**SET EXERCISE:**
Reproduce the entries from the line with "Find the notebook" through the line with "POLYGON ((263 300, 141", both included, requests and all, and output only those lines. Multiply every coordinate in the answer polygons by 1.3 and round each to a whole number with halves going up, but leave the requests and their format samples unchanged.

**SUPPLIED DATA:**
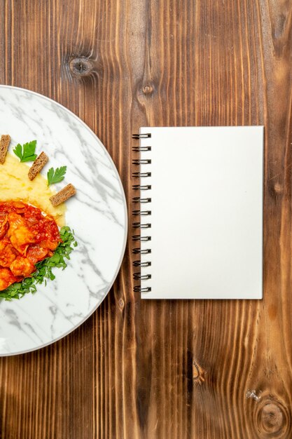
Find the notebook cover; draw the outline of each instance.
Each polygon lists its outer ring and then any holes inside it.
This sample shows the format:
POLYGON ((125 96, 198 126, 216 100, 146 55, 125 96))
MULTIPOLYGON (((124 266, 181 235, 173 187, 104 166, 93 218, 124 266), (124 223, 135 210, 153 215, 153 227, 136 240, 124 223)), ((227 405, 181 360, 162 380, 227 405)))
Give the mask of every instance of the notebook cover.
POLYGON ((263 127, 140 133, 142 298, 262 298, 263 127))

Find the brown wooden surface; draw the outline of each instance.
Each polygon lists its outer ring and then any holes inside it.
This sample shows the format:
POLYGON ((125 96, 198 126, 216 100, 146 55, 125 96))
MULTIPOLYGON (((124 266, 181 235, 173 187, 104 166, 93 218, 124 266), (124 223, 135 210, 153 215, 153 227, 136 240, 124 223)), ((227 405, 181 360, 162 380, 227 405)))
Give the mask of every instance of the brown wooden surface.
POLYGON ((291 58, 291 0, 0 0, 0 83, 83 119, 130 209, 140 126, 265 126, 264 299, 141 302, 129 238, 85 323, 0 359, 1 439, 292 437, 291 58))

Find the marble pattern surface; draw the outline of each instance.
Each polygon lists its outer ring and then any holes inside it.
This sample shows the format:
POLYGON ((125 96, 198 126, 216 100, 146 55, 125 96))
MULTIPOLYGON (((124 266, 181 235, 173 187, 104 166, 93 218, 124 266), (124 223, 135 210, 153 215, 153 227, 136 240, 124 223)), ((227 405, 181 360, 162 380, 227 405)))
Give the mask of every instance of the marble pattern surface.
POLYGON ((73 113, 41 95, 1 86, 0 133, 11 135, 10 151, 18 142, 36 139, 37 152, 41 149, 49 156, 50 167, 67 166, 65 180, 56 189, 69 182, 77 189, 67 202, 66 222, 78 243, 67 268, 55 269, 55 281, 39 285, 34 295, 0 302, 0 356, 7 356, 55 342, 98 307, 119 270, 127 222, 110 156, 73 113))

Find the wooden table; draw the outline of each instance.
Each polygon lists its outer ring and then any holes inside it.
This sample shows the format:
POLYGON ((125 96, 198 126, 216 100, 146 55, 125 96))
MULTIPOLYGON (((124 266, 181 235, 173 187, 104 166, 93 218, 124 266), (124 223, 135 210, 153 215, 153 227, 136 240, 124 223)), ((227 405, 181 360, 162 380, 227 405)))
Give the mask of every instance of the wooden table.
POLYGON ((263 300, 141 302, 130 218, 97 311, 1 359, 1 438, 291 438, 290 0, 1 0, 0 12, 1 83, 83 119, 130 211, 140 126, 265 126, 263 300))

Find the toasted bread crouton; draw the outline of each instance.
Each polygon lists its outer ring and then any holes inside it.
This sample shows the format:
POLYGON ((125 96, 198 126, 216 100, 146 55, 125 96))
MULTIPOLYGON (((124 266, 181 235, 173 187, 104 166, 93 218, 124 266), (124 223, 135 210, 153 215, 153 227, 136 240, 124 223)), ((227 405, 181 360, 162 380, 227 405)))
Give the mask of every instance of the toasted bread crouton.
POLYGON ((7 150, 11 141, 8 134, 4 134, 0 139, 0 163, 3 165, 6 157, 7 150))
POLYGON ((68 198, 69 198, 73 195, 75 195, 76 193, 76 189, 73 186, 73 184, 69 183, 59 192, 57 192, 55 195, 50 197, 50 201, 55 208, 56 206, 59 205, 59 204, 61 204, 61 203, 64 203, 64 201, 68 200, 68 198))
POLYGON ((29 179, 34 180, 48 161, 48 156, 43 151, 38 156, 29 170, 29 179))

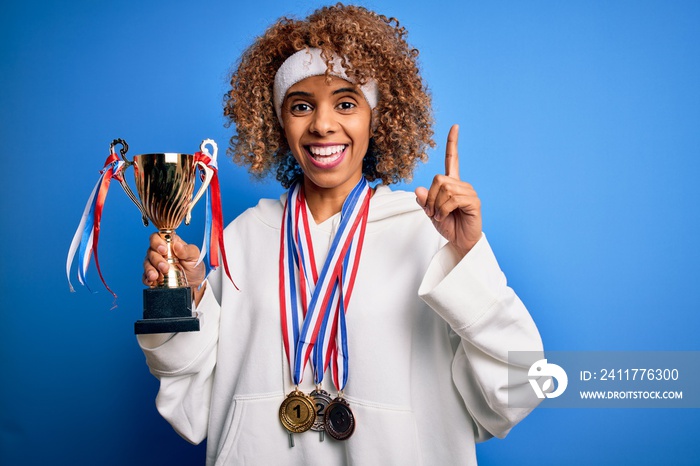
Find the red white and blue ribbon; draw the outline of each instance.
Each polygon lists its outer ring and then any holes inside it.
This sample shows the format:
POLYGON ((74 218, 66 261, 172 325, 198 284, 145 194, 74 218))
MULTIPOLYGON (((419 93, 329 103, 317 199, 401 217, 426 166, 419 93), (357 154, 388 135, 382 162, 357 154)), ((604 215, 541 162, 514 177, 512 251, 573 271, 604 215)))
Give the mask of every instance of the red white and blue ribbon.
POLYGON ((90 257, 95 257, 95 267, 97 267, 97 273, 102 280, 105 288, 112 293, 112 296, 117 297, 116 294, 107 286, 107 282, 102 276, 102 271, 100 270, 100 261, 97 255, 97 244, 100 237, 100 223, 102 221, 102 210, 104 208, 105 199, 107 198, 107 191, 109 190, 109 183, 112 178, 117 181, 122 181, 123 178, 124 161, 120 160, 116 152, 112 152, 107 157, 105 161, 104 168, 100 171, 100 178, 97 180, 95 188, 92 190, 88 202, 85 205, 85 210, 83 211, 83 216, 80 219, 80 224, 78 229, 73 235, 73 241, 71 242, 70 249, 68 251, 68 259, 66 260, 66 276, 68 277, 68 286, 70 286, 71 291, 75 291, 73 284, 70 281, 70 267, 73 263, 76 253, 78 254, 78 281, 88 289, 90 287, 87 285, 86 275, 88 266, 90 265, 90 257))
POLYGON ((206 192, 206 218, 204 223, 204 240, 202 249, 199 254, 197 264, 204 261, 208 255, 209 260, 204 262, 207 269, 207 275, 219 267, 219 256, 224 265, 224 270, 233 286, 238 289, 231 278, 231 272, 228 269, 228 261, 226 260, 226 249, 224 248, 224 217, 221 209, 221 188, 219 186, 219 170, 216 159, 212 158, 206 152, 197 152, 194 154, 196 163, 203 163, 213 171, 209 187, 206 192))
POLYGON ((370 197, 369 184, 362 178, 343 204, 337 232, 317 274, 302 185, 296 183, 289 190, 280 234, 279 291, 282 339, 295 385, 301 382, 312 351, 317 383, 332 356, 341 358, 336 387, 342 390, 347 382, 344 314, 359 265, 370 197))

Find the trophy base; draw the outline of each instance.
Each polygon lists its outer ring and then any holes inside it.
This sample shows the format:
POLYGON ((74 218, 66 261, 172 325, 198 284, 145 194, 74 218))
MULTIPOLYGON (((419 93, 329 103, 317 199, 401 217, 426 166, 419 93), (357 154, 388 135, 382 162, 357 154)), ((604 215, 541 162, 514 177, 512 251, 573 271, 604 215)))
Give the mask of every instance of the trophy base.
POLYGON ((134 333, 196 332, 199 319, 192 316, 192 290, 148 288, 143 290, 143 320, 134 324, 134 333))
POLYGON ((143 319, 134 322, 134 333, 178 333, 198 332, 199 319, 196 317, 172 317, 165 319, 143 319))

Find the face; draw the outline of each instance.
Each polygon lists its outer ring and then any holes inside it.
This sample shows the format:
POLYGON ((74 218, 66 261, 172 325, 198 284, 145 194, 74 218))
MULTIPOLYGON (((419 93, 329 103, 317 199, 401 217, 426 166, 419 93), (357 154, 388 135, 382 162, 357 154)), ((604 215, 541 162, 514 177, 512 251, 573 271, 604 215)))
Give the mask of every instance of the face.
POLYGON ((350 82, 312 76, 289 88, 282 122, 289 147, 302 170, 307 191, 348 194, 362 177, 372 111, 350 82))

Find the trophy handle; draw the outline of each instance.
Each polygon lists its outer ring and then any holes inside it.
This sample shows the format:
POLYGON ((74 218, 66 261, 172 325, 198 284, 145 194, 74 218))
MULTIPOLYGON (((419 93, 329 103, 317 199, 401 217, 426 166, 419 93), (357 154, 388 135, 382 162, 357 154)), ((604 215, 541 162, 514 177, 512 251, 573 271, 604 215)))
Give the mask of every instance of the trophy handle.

==

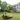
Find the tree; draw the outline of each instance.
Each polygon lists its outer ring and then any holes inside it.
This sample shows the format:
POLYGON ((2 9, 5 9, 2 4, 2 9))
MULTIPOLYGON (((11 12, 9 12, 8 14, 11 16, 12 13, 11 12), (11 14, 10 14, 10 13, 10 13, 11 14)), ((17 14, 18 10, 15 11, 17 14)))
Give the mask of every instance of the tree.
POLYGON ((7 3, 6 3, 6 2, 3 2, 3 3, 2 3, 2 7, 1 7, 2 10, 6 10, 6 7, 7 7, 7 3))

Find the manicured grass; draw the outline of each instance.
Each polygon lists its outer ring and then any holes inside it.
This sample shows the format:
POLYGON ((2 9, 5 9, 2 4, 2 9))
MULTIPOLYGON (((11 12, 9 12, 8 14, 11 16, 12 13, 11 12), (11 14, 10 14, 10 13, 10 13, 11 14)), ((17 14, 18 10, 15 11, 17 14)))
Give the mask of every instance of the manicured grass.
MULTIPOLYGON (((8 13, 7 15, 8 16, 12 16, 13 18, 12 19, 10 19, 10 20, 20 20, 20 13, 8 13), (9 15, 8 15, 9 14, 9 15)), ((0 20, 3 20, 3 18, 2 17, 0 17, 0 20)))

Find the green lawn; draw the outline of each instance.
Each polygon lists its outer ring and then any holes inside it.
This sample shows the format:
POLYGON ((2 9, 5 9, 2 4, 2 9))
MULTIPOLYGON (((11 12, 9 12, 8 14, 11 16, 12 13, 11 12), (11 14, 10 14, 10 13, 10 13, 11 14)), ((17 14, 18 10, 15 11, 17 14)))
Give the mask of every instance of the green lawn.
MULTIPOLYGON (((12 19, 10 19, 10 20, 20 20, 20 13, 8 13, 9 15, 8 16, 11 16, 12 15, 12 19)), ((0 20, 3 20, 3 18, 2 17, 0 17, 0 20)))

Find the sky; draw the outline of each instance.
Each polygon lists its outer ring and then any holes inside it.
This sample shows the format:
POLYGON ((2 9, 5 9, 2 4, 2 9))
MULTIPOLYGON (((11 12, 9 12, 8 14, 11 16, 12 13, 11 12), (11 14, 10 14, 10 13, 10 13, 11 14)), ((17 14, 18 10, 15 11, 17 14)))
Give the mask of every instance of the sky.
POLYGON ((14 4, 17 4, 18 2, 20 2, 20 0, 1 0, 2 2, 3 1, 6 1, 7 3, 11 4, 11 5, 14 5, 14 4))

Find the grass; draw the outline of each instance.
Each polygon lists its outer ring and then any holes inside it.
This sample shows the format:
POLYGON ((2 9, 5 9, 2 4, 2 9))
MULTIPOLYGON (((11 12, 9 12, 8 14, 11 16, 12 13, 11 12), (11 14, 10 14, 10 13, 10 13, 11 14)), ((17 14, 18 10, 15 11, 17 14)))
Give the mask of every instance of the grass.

==

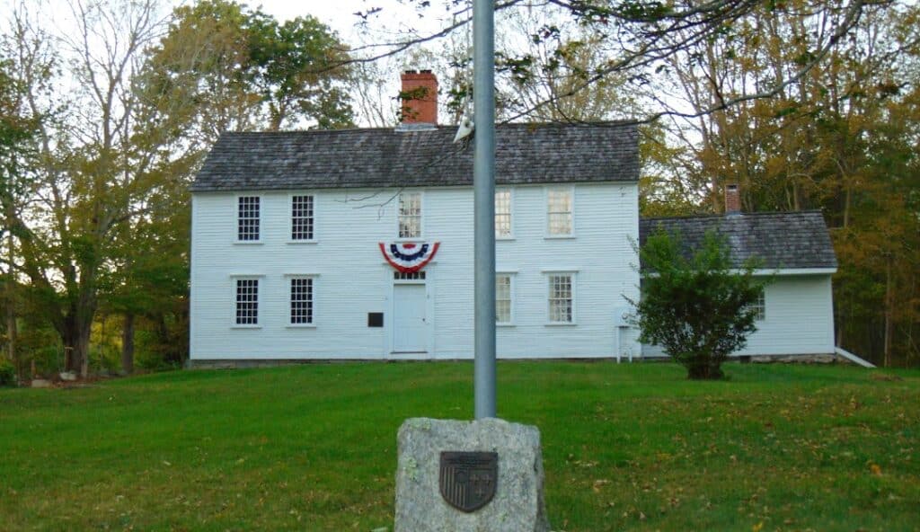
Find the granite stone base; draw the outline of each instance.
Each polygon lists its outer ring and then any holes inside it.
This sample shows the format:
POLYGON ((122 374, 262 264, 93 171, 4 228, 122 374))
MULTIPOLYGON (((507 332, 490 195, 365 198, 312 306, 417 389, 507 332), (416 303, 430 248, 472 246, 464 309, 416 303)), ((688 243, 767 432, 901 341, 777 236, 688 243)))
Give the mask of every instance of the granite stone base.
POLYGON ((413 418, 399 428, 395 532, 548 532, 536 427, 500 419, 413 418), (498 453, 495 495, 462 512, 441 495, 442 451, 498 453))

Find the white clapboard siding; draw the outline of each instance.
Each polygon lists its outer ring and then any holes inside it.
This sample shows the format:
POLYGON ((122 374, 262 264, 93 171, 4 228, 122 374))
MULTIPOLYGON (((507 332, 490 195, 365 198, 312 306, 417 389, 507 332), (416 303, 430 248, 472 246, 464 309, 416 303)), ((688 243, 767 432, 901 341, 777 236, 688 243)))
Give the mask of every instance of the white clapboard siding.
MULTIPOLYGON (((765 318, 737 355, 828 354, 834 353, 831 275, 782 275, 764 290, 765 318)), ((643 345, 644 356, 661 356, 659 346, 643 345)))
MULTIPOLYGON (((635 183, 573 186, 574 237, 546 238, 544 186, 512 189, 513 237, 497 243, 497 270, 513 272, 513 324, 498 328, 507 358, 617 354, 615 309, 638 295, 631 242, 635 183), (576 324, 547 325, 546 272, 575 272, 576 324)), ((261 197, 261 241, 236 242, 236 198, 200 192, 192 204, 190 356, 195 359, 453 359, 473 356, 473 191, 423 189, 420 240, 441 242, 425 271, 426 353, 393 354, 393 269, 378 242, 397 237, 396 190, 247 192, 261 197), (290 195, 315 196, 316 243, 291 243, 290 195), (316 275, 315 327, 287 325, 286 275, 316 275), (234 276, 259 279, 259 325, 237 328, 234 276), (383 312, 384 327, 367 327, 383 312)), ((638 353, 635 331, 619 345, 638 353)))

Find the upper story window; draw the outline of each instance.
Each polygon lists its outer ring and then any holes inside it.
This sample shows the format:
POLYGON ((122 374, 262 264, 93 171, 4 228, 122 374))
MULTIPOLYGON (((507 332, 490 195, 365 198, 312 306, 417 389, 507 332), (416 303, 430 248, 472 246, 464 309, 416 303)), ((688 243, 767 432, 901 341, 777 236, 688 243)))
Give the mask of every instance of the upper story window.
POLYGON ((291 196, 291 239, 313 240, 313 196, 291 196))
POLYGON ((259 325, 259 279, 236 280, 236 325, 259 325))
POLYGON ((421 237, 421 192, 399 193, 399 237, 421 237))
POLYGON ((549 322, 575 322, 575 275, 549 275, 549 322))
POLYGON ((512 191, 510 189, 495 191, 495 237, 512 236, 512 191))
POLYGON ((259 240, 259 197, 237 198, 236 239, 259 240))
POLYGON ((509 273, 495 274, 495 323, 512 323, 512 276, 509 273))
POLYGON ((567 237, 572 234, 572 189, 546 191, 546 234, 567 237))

**CORRECT ANSWER:**
Find the notebook cover; draw the outline of each instance.
Each polygon lists its outer ring and then any holes inside it.
This sample shows the format:
POLYGON ((125 96, 198 126, 216 100, 146 55, 125 96))
MULTIPOLYGON (((124 266, 181 235, 173 187, 104 166, 93 218, 124 266), (124 223, 135 210, 153 215, 153 227, 136 240, 124 223)), ((227 405, 181 360, 162 380, 227 405)))
Give the mask of every instance of the notebook cover.
POLYGON ((342 165, 182 173, 185 387, 341 387, 342 165))

Find the brown wooden surface; draw the outline of each instance.
Each polygon lists its outer ring and then any holes inside it.
This sample shows the format:
POLYGON ((125 96, 198 126, 216 100, 146 55, 125 96))
MULTIPOLYGON (((124 266, 181 235, 173 187, 104 166, 93 218, 124 266), (124 223, 135 210, 153 215, 153 227, 136 240, 124 223)), ((227 405, 181 360, 162 380, 227 405)))
Give the mask of every instance of the brown wooden surface.
POLYGON ((378 75, 378 0, 0 0, 0 108, 108 155, 169 272, 182 164, 345 164, 343 389, 183 393, 168 309, 111 420, 0 467, 1 571, 380 568, 378 75))

Find the marble pattern surface; draw the outline of each instance.
Each polygon lists its outer ring and then any holes inside it.
This sample shows the format:
POLYGON ((125 96, 198 126, 216 100, 146 55, 125 96))
MULTIPOLYGON (((124 266, 181 235, 173 187, 104 166, 93 218, 124 266), (124 223, 135 210, 153 215, 153 227, 136 240, 124 223)), ((227 405, 181 360, 162 380, 227 405)))
Give the mask of every instance of the marble pattern surface.
POLYGON ((95 147, 53 124, 1 112, 0 173, 14 176, 13 196, 23 185, 47 181, 48 198, 53 194, 64 203, 65 217, 87 216, 85 234, 73 246, 90 237, 100 246, 87 263, 86 289, 101 316, 87 348, 72 350, 72 365, 51 371, 44 384, 0 393, 0 463, 9 463, 72 445, 127 399, 155 351, 165 289, 143 203, 95 147))

Find the wooden table; draw the outline of each instance.
Each polygon lists its outer ring and then any holes inside it.
This sample shows the format:
POLYGON ((125 96, 198 126, 216 100, 146 55, 125 96))
MULTIPOLYGON (((124 266, 181 235, 173 187, 104 166, 93 218, 124 266), (124 223, 135 210, 153 215, 153 227, 136 240, 124 223)), ((227 405, 181 360, 162 380, 227 405)))
Give the mask of every instance of the wooden table.
POLYGON ((342 390, 183 393, 169 283, 126 404, 1 467, 1 569, 378 569, 377 0, 1 0, 0 16, 1 108, 108 155, 169 274, 182 164, 345 164, 342 390))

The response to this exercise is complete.